▶ Task description
Print all the entries verbatim.

(Lines of data)
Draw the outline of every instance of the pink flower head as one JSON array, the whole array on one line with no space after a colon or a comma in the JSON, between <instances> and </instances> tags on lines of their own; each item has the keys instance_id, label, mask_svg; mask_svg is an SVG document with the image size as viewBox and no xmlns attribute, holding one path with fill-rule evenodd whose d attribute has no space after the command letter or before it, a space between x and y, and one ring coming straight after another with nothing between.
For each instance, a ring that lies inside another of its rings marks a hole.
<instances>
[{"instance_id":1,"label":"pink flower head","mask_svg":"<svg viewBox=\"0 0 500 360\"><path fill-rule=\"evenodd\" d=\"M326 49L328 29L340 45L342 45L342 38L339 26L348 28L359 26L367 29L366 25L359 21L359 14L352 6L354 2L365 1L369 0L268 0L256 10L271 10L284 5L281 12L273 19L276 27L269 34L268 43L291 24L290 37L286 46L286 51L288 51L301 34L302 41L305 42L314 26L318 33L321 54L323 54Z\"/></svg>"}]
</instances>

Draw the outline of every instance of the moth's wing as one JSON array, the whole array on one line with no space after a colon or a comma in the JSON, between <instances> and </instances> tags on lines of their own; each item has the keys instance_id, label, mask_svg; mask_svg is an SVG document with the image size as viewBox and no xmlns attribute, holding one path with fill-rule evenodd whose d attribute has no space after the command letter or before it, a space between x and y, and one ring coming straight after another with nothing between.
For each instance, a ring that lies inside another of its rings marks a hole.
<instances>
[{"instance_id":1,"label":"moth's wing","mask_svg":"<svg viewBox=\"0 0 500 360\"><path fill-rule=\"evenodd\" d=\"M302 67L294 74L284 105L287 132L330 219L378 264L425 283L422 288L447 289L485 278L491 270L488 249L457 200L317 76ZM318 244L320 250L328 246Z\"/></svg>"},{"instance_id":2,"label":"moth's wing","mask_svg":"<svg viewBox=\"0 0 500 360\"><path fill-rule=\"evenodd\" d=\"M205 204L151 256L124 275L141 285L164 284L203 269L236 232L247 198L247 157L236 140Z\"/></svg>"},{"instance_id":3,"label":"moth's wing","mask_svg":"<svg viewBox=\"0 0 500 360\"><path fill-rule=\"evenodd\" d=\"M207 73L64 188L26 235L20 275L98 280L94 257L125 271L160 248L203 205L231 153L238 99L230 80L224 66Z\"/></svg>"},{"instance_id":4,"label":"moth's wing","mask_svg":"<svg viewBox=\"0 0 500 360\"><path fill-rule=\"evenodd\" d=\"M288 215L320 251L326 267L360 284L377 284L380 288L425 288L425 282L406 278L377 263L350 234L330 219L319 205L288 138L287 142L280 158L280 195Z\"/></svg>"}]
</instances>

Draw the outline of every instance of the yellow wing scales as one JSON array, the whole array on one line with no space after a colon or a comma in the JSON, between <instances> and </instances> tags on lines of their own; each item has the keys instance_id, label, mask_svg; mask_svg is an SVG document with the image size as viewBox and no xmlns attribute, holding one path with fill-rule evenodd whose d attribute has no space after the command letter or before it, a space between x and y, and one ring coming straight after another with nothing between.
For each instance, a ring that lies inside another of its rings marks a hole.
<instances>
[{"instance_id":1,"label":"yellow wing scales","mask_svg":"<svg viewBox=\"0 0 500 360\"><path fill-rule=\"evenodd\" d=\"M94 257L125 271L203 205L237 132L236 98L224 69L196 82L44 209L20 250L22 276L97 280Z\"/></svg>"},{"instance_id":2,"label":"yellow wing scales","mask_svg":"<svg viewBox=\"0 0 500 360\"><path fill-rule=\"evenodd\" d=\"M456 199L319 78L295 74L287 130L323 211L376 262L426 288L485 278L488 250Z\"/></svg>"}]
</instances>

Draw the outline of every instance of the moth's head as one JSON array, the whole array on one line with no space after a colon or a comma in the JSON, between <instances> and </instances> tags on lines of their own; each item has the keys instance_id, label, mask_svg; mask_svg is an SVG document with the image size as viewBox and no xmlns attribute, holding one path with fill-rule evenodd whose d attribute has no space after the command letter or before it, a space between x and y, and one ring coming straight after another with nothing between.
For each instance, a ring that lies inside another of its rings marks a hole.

▶ Result of the exercise
Draw the outline of every instance of the pink flower head as one JSON array, the whole array on one line with no space after a colon or a comma in the JSON, between <instances> and </instances> tags on lines of their own; each item has the keys instance_id, label, mask_svg; mask_svg is an SVG document with the image size as viewBox and no xmlns attribute, holding one path with fill-rule evenodd whose d attribute has no space after the command letter or before it, a space between x and y, and one ring coming straight after another with nothing between.
For each instance, a ring that lies inside another of its rings marks a hole.
<instances>
[{"instance_id":1,"label":"pink flower head","mask_svg":"<svg viewBox=\"0 0 500 360\"><path fill-rule=\"evenodd\" d=\"M326 49L328 29L340 45L342 45L342 38L339 26L348 28L359 26L367 29L366 25L359 21L359 14L352 6L354 2L365 1L369 0L268 0L256 10L271 10L284 5L281 12L273 19L276 27L269 34L268 43L291 24L290 37L286 46L286 51L288 51L301 34L302 41L305 42L314 26L318 33L321 54L323 54Z\"/></svg>"}]
</instances>

Draw the outline of every instance of the moth's wing as one JSON array, the whole array on one line with no space after a colon or a comma in the JSON, between <instances> and </instances> tags on lines of their own; each item has the keys instance_id, label, mask_svg; mask_svg is an SVG document with the image size as viewBox and no xmlns attribute, holding one path with fill-rule evenodd whose d attribute has no space after the command letter or before it, a space between x and y, and one ring coming straight after another with nothing between.
For each instance, a ring that lies inside another of its rings marks a hole.
<instances>
[{"instance_id":1,"label":"moth's wing","mask_svg":"<svg viewBox=\"0 0 500 360\"><path fill-rule=\"evenodd\" d=\"M302 67L294 74L284 105L287 132L330 219L378 264L425 283L422 288L447 289L485 278L491 270L488 249L457 200L317 76ZM318 244L320 250L328 246Z\"/></svg>"},{"instance_id":2,"label":"moth's wing","mask_svg":"<svg viewBox=\"0 0 500 360\"><path fill-rule=\"evenodd\" d=\"M205 204L151 256L124 275L141 285L164 284L203 269L236 232L247 198L247 157L236 140Z\"/></svg>"},{"instance_id":3,"label":"moth's wing","mask_svg":"<svg viewBox=\"0 0 500 360\"><path fill-rule=\"evenodd\" d=\"M207 73L64 188L26 235L20 275L98 280L94 257L125 271L160 248L203 205L231 153L238 99L230 80L224 66Z\"/></svg>"},{"instance_id":4,"label":"moth's wing","mask_svg":"<svg viewBox=\"0 0 500 360\"><path fill-rule=\"evenodd\" d=\"M288 215L320 251L326 267L360 284L377 284L380 288L425 288L425 282L406 278L377 263L350 234L330 219L319 205L288 138L287 142L280 158L280 195Z\"/></svg>"}]
</instances>

Draw the outline of every instance of the yellow wing scales as one JSON array, the whole array on one line with no space after a colon or a comma in the JSON, between <instances> and </instances> tags on lines of their own; each item has the keys instance_id, label, mask_svg; mask_svg is an SVG document with the image size as viewBox and no xmlns attribute, holding one path with fill-rule evenodd whose d attribute has no space after the command letter or before it, a space between x and y, and one ring coming straight after another with nothing between.
For each instance, a ring that lies inside another of its rings marks a hole.
<instances>
[{"instance_id":1,"label":"yellow wing scales","mask_svg":"<svg viewBox=\"0 0 500 360\"><path fill-rule=\"evenodd\" d=\"M94 257L125 271L203 205L237 132L236 98L224 69L196 82L44 209L20 250L22 276L97 280Z\"/></svg>"},{"instance_id":2,"label":"yellow wing scales","mask_svg":"<svg viewBox=\"0 0 500 360\"><path fill-rule=\"evenodd\" d=\"M456 199L319 78L295 74L287 130L323 211L376 262L426 288L485 278L488 250Z\"/></svg>"}]
</instances>

Draw the outline of every instance of the moth's head as one JSON array, the whole array on one line with no space after a colon or a comma in the JSON, between <instances> and </instances> tags on lines of their own; each item has the keys instance_id, label, mask_svg; mask_svg is an SVG document with the image size as viewBox and no xmlns attribute, holding one path with fill-rule evenodd whose d attribute has no space after the command letter or before it, a space between x and y, and one ring coming straight after another with nothing between.
For each instance, a ring that lies inside another of its rings marks a hole.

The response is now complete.